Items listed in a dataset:

_ _ _

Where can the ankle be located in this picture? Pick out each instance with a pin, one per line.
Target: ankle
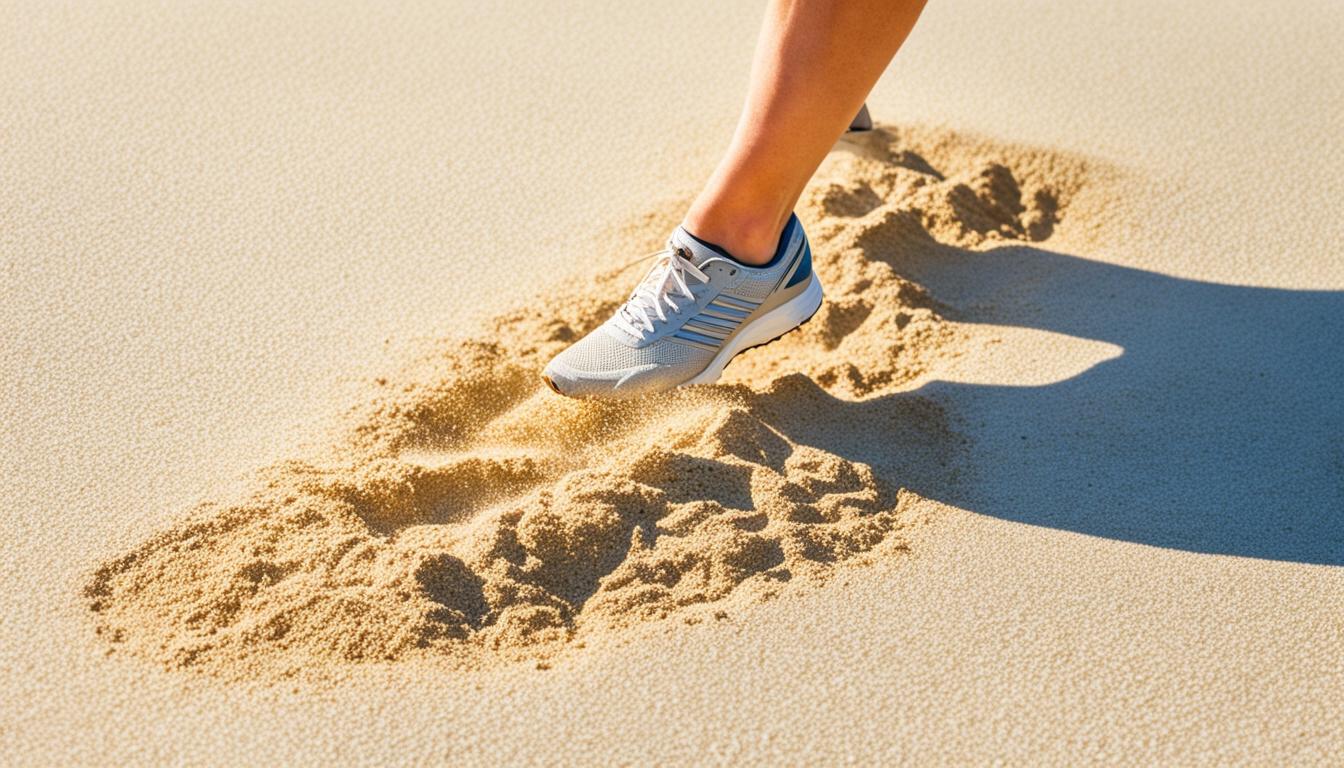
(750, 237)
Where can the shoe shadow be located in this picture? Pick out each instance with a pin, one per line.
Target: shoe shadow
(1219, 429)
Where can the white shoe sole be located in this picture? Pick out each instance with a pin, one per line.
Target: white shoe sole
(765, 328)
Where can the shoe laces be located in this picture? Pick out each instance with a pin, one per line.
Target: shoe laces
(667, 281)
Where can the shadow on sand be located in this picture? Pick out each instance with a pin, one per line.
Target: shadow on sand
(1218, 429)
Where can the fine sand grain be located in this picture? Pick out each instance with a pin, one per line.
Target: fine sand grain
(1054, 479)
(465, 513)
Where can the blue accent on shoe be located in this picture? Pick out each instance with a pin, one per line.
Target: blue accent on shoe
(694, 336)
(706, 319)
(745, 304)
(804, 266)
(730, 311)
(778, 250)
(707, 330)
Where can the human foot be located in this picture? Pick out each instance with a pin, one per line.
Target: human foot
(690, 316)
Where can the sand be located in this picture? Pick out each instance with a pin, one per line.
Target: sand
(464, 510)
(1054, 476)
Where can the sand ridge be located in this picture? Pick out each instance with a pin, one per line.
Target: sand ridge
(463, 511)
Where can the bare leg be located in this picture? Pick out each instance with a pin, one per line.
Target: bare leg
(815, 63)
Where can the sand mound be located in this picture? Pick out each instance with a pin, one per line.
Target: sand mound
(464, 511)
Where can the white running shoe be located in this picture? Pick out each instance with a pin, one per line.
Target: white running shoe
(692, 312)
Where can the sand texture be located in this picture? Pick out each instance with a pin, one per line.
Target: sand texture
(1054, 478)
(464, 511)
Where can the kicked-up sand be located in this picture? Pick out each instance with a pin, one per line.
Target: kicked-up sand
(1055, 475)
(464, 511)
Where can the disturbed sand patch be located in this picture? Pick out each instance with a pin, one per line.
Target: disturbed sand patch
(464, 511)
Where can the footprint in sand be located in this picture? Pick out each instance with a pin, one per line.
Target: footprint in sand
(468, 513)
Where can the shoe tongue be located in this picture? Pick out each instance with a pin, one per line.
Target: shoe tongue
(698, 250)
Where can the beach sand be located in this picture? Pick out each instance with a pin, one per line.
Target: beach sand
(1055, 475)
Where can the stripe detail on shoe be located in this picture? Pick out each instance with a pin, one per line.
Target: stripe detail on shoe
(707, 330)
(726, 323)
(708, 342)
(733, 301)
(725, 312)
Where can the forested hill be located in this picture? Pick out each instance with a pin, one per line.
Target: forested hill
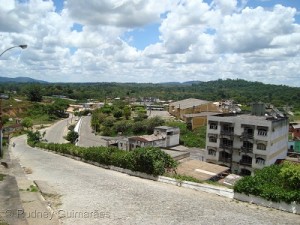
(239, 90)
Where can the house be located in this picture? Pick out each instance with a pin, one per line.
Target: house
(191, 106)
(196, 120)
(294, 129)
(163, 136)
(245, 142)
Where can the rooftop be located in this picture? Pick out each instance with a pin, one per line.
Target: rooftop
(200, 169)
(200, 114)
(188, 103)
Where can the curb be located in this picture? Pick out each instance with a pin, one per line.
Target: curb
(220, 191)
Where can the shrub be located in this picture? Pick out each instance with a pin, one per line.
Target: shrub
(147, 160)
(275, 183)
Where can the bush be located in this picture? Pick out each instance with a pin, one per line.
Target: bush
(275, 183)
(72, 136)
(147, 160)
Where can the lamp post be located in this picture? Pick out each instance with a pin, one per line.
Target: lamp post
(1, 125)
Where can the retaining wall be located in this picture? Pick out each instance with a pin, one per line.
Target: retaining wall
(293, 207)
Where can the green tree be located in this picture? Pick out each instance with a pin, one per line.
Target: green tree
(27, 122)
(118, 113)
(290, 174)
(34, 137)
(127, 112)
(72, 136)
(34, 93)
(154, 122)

_ _ _

Requirement: Omit every picture while printing the data word for word.

Finished task:
Where can the ankle be located in this picture? Pick out each instance with a pin, one per line.
Target: ankle
(750, 237)
Where can the shoe shadow be located in this picture? Pick out each instance with a pin, one per line.
Target: shoe shadow
(1219, 429)
Where can the white shoe sole be located in this picture? Pick out each instance with a pin, one per line.
Target: white shoe sole
(765, 328)
Where can the shoe laces be located in this picture? Pick out each instance with a pin, one per line.
Target: shoe laces
(667, 281)
Where can the shadow on sand be located in this picture? Pick out each instance with a pin, one per line.
Target: shadow on sand
(1218, 429)
Where can the fine sand grain be located in this picture? Pick out each instance with a pin, one per line.
Target: fine sand grain
(1054, 479)
(465, 513)
Where can the blue accent on shoe be located in this picture? Pick out each instance with a pin, one per line.
Target: blue accent on shoe
(694, 336)
(706, 319)
(745, 304)
(804, 266)
(730, 311)
(778, 250)
(707, 330)
Where can the human foot be located in this picture? Pick out each instance with a pin, one per line.
Target: human foot
(690, 316)
Where can the sand be located in this picture? Pick out each instance with a pin, one per line.
Target: sand
(464, 510)
(1054, 476)
Where can the sand ridge be located in this picture? Pick out each instance with a pin, one per line.
Target: sand ridge
(463, 511)
Where can the bare leg be located in this picture? Pick out each instance with a pin, one per line.
Target: bare leg
(815, 63)
Where can the sand mound be located in this picture? Pick out each instance with a pin, one per line.
Target: sand mound
(464, 511)
Where can the white running shoe be located in this picture? Pick out each instance with a pin, one per line.
Target: white running shoe
(692, 312)
Where can the sand texture be located in this picture? Pick out each instance with a pin, one per line.
Target: sand texture
(1054, 478)
(464, 511)
Where can the kicked-up sand be located in this picture? Pick out each instance with a pin, one per line.
Target: kicked-up sand
(1055, 475)
(464, 511)
Where can the disturbed sand patch be located in this picture? Pick out each instance with a pin, one per line.
Target: disturbed sand patch
(464, 511)
Where can the footprint in sand be located in this picture? Pick out each instance with a pin, one per line.
Target: footprint in sand
(468, 513)
Where can the shoe tongue be located in this picture? Pick out each instance with a pin, one per line.
Target: shoe tongue
(698, 250)
Where can the beach sand be located in this picture? Pick out each instance with a pin, one per line.
Target: beach sand
(1055, 475)
Where can the stripe detail on shoe be located in this picture? Pick out each instance with a pin, one per line.
Target: stripe detail on shoe
(707, 330)
(726, 323)
(708, 342)
(733, 301)
(725, 312)
Where can the forested hill be located in this picture? Pick out each instance with a pin, one per line.
Target: forested hill
(239, 90)
Where can the house be located in this picture? Pick out each instance with a pin, one per line.
Target: house
(191, 106)
(196, 120)
(294, 129)
(163, 136)
(245, 142)
Where can the rooftop be located in this picture? Pick out each instance with a pin, one per line.
Target: rooftop
(200, 169)
(200, 114)
(188, 103)
Where can the curb be located in this picture? Pick out each instance with a pin, one per line.
Target: curb
(220, 191)
Where can the shrub be located in this picture? Pick out each instance with a pin, one per line.
Target: shrub
(147, 160)
(275, 183)
Where can the bush be located in this picture? Pick out each instance with a pin, one per line.
Target: bush
(275, 183)
(72, 136)
(147, 160)
Where can the lamp post be located in this picture? Pick out each instance with a pin, one per line.
Target: lamp post
(1, 125)
Where can the retaining wall be located in this picture? Pick out each instance with a pin, one per line.
Target: retaining wall
(293, 207)
Where can the green tree be located in this picture? Pick out each instance with a pin, one per line.
Target: green tree
(27, 122)
(118, 113)
(290, 174)
(34, 137)
(127, 112)
(72, 136)
(34, 93)
(154, 122)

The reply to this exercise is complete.